** start of MATERIAL SHOWN **
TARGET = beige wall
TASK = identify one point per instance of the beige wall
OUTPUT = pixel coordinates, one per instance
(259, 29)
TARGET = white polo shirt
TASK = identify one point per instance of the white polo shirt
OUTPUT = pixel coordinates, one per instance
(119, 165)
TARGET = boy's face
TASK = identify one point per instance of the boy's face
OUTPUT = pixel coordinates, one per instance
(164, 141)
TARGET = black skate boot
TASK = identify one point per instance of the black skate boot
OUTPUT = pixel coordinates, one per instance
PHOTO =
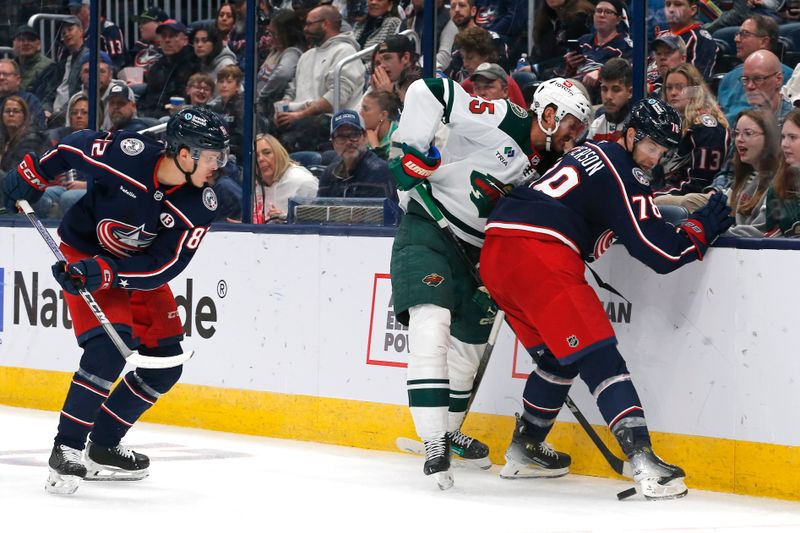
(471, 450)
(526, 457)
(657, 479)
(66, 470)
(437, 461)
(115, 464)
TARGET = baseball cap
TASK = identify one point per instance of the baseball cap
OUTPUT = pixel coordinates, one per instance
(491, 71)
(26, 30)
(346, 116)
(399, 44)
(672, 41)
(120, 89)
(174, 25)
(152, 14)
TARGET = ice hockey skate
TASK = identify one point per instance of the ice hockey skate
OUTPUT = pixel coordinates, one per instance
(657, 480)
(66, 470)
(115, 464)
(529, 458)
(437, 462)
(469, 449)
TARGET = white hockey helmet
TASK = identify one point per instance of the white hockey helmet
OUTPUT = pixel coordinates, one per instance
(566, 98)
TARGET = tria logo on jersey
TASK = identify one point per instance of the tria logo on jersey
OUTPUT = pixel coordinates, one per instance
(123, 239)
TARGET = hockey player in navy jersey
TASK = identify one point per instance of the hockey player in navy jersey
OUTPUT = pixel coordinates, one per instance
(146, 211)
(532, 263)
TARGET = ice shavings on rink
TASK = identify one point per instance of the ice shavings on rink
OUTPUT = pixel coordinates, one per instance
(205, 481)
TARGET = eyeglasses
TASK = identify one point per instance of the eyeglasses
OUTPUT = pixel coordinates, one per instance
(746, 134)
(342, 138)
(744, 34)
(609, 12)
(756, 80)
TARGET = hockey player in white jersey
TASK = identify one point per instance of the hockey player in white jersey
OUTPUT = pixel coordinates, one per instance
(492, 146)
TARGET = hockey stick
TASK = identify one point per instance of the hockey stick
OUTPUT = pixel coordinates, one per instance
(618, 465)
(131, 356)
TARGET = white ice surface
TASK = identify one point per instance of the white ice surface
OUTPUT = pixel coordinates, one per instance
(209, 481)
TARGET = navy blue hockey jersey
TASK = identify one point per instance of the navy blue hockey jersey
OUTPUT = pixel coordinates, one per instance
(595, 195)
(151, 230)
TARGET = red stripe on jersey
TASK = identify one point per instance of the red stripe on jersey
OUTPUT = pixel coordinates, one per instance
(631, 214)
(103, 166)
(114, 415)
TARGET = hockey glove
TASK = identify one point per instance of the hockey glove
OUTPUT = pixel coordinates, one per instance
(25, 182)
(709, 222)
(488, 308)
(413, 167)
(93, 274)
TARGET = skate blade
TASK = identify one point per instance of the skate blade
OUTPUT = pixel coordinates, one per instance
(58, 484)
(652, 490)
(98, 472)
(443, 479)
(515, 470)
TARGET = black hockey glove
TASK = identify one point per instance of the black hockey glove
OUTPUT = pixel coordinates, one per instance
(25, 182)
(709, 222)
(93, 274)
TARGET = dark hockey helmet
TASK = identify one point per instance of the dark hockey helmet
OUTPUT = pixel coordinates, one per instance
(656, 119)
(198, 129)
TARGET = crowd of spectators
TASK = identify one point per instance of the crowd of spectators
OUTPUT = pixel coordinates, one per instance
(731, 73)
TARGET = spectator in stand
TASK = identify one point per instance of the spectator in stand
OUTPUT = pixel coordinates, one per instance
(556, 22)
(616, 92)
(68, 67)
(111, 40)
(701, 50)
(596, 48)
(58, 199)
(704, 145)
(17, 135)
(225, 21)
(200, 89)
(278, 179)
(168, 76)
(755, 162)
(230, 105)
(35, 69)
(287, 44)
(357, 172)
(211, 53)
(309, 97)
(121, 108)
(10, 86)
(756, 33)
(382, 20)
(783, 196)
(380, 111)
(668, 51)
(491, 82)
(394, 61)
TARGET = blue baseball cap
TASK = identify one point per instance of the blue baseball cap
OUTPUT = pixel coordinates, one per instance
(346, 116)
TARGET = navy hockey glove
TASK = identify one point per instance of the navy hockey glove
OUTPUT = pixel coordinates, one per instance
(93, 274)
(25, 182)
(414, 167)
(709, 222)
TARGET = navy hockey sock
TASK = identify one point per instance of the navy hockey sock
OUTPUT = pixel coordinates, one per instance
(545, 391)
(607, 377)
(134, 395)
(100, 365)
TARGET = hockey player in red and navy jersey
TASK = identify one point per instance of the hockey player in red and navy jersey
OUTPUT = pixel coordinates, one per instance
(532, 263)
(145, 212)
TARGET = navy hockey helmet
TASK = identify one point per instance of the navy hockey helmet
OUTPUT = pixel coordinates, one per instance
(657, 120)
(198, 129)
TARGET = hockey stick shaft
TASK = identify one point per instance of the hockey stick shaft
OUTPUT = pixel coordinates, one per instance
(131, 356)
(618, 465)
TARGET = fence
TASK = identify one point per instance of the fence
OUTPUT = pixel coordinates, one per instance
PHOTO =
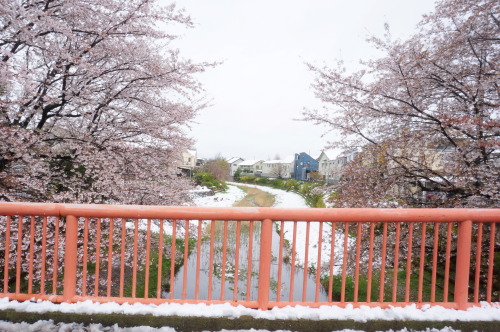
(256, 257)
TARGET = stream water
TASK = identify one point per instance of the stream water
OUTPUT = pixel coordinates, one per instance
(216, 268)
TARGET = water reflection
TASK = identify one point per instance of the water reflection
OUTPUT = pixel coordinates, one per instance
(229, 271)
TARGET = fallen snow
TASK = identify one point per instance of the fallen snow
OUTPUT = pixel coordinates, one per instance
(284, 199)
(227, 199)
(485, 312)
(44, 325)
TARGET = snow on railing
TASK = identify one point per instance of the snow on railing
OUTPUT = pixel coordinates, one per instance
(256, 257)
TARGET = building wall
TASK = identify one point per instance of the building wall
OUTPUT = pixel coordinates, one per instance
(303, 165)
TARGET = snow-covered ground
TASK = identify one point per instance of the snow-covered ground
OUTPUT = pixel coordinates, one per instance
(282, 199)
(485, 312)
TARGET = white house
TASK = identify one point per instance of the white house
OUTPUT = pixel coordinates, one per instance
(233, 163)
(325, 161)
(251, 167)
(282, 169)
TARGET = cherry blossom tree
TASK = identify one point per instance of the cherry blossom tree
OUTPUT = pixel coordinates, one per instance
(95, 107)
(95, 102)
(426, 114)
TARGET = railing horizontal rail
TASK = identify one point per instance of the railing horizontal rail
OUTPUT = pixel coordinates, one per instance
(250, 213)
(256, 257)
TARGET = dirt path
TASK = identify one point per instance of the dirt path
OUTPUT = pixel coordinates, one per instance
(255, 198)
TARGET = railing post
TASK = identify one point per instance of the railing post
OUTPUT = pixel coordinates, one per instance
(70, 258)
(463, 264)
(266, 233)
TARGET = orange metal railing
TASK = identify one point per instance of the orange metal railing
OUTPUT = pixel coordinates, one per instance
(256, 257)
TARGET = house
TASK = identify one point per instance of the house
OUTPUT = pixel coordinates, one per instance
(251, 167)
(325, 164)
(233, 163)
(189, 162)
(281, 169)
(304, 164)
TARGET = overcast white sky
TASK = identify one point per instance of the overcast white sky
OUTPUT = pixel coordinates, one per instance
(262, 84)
** end of MATERIAL SHOWN **
[PROBLEM TO WORK ON] Reproduce all of the data above verbatim, leaving the pictures out.

[WRITTEN RESPONSE]
TARGET = beige wall
TASK = identify one point per instance of the beige wall
OUTPUT = pixel coordinates, one per instance
(259, 29)
TARGET = white polo shirt
TASK = identify one point per instance of the white polo shirt
OUTPUT = pixel coordinates, one per instance
(119, 165)
TARGET = boy's face
TASK = identify one point per instance of the boy's face
OUTPUT = pixel coordinates, one per instance
(164, 141)
TARGET = black skate boot
TASK = identify one point per instance of the black skate boot
OUTPUT = pixel coordinates, one per instance
PHOTO =
(471, 450)
(526, 457)
(657, 479)
(66, 470)
(437, 461)
(115, 464)
TARGET = baseball cap
TASK = identify one point per instance of the baseball cap
OUTPUT = pixel coordinates, one per instance
(491, 71)
(26, 30)
(346, 116)
(399, 44)
(672, 41)
(120, 89)
(174, 25)
(152, 14)
TARGET = ice hockey skate
TASK = identify one point per instance of the ice hockey skate
OUTPUT = pixel coordinates, one per instance
(657, 480)
(66, 470)
(115, 464)
(529, 458)
(437, 462)
(469, 449)
TARGET = white hockey helmet
TASK = identify one point per instance of the white hockey helmet
OUTPUT = pixel coordinates, one per instance
(566, 98)
TARGET = tria logo on jersey
TASK = identify one point per instance of the tria logo on jersey
OUTPUT = pixel coordinates, one per instance
(123, 239)
TARGET = hockey player in navy jersey
TASK = identify one point per instance of the hockey player in navy jersey
OUTPUT = pixel coordinates, one per instance
(146, 211)
(532, 263)
TARGET = ice shavings on rink
TASK = identify one point per instance of the ice shavings on rink
OUTPUT = pixel coordinates, one per instance
(205, 481)
TARGET = eyeglasses
TASK = identify one point per instance of the eyeglasses
OUTPUT = pixel coordinates, one per instance
(746, 134)
(342, 138)
(744, 34)
(609, 12)
(756, 80)
TARGET = hockey player in white jersey
TASK = identify one point per instance of the hockey player in white jersey
OUTPUT = pixel coordinates, one per instance
(492, 146)
TARGET = hockey stick
TASK = identify one point per instance of the hockey stick
OUTPUT = pixel coordinates, one per instance
(618, 465)
(131, 356)
TARGET = white ice surface
TASK = identify one point per instance of the white ice surface
OUTPUT = pixel coordinates, one per instance
(209, 481)
TARGET = navy blue hockey jersey
TASK = identify one point per instance of the navy blue hockey jersey
OUTPUT = pixel coordinates, one per instance
(595, 195)
(151, 230)
TARGET = red stripe on jersey
TASK = identify one point per instance of the red stripe on jersey
OUTPUT = pixel coordinates, one per instance
(631, 214)
(103, 166)
(114, 415)
TARGET = hockey glove
TASK = identify one point per instance of the hockey glove
OUTPUT = pixel coordinates, one per instance
(25, 182)
(709, 222)
(488, 308)
(413, 167)
(93, 274)
TARGET = skate blade
TASK = identify one point per instance of the skate blade
OUTPUT = pixel coordinates, one per instance
(58, 484)
(652, 490)
(98, 472)
(443, 479)
(515, 470)
TARGET = black hockey glove
TASK = identify one point per instance of the black hockey glove
OUTPUT = pixel coordinates, one per instance
(25, 182)
(709, 222)
(93, 274)
TARGET = dark hockey helmet
TASK = identify one point per instance of the dark hockey helmet
OUTPUT = pixel coordinates, one per instance
(656, 119)
(198, 129)
TARGET = crowd of spectators
TASK = identify one point per instance of the crowd of spectators
OUTPUT = pixel coordinates, one per instance
(731, 73)
TARGET = spectator in stand
TASK = identify one point per instance of the spectator in stand
OUTPUT = pixel coordinates, one per instance
(556, 22)
(616, 92)
(68, 67)
(111, 40)
(701, 50)
(596, 48)
(58, 199)
(704, 145)
(17, 135)
(225, 21)
(200, 89)
(278, 179)
(168, 76)
(755, 162)
(230, 105)
(35, 69)
(287, 44)
(357, 172)
(211, 53)
(309, 97)
(121, 108)
(10, 86)
(756, 33)
(382, 20)
(783, 196)
(380, 111)
(668, 51)
(491, 82)
(394, 61)
TARGET = blue baseball cap
TASK = identify one point per instance of the blue baseball cap
OUTPUT = pixel coordinates, one per instance
(346, 116)
TARGET = navy hockey glove
TASK = identify one point per instance of the navy hockey glove
OUTPUT = pixel coordinates, one per instance
(93, 274)
(25, 182)
(414, 167)
(709, 222)
TARGET = navy hockey sock
TASK = identify one point per instance of the navy hockey sock
OUTPUT = pixel coordinates, one per instance
(545, 391)
(607, 377)
(134, 395)
(100, 365)
TARGET = hockey player in red and navy jersey
TASK = identify one point per instance of the hockey player in red and navy jersey
OUTPUT = pixel coordinates, one per instance
(532, 263)
(145, 212)
TARGET = navy hockey helmet
TASK = identify one point per instance of the navy hockey helmet
OUTPUT = pixel coordinates, one per instance
(657, 120)
(198, 129)
TARGET = hockey stick shaft
TASK = identify one point per instance of the hockey stick shaft
OUTPUT = pixel coordinates, one per instance
(131, 356)
(618, 465)
TARGET = fence
TASK = identify one point per instance of the fence
OUTPUT = pixel coordinates, one per instance
PHOTO =
(256, 257)
TARGET = stream water
TASK = identify one point per instance of the stream water
OUTPUT = pixel coordinates, one per instance
(216, 268)
TARGET = water reflection
TASK = identify one point per instance of the water reflection
OUTPUT = pixel coordinates, one per instance
(229, 271)
TARGET = fallen snow
TASK = identify one point per instance of the fallen snow
OUTPUT = pixel coordinates, one per instance
(284, 199)
(227, 199)
(485, 312)
(44, 325)
TARGET = snow on railing
TASK = identify one point per instance of the snow on railing
OUTPUT = pixel coordinates, one per instance
(256, 257)
TARGET = building wall
TASK = identify one point per instance of the building wall
OUTPUT = pixel coordinates, one per instance
(303, 165)
TARGET = snow-covered ground
TASK = identify one point per instance of the snow-covered ground
OUTPUT = pixel coordinates, one per instance
(282, 199)
(485, 312)
TARGET = white house
TASK = identify one point per instance of the white house
OUTPUT = pixel coordinates, one per instance
(233, 163)
(325, 161)
(251, 167)
(282, 169)
TARGET = cherry blossom tree
TASK = identify one point per instance of the cherry blossom tree
OUTPUT = pixel coordinates, one per instance
(95, 107)
(95, 102)
(426, 114)
TARGET = railing horizontal rail
TASK = identify one point per instance of the railing horizontal rail
OUTPUT = pixel coordinates, one per instance
(250, 213)
(256, 257)
TARGET = dirt path
TASK = identify one point per instance of the dirt path
OUTPUT = pixel coordinates, one per instance
(255, 198)
TARGET = railing post
TASK = identify one point per instance of the railing post
OUTPUT = pixel coordinates, one per instance
(70, 258)
(463, 264)
(266, 233)
TARGET = orange metal railing
TASK = identify one point per instance of the orange metal railing
OUTPUT = pixel coordinates, one per instance
(256, 257)
TARGET = house
TASK = identify one point per instance of the house
OUTPUT = pixel coordinates, one per instance
(251, 167)
(325, 164)
(233, 163)
(189, 162)
(281, 169)
(304, 164)
TARGET = overcast white sky
TASK = identify one point per instance of the overcast white sky
OUTPUT = pixel coordinates, one per instance
(262, 84)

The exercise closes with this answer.